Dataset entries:

════

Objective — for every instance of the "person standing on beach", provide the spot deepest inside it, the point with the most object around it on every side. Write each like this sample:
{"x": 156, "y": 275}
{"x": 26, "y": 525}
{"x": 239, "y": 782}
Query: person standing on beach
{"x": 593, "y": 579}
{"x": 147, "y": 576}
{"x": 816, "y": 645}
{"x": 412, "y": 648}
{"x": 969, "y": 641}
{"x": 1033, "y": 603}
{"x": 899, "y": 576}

════

Render the material above as a numbered list of its lines, omitting any blank lines.

1. Objective — for every instance of the "person standing on beach", provide the spot deepest inside it, the point with the most object around it on every side. Write each like this sample:
2. {"x": 156, "y": 275}
3. {"x": 26, "y": 525}
4. {"x": 239, "y": 782}
5. Query: person standing on beach
6. {"x": 593, "y": 579}
7. {"x": 147, "y": 576}
8. {"x": 816, "y": 645}
9. {"x": 412, "y": 648}
10. {"x": 969, "y": 641}
11. {"x": 1033, "y": 603}
12. {"x": 899, "y": 576}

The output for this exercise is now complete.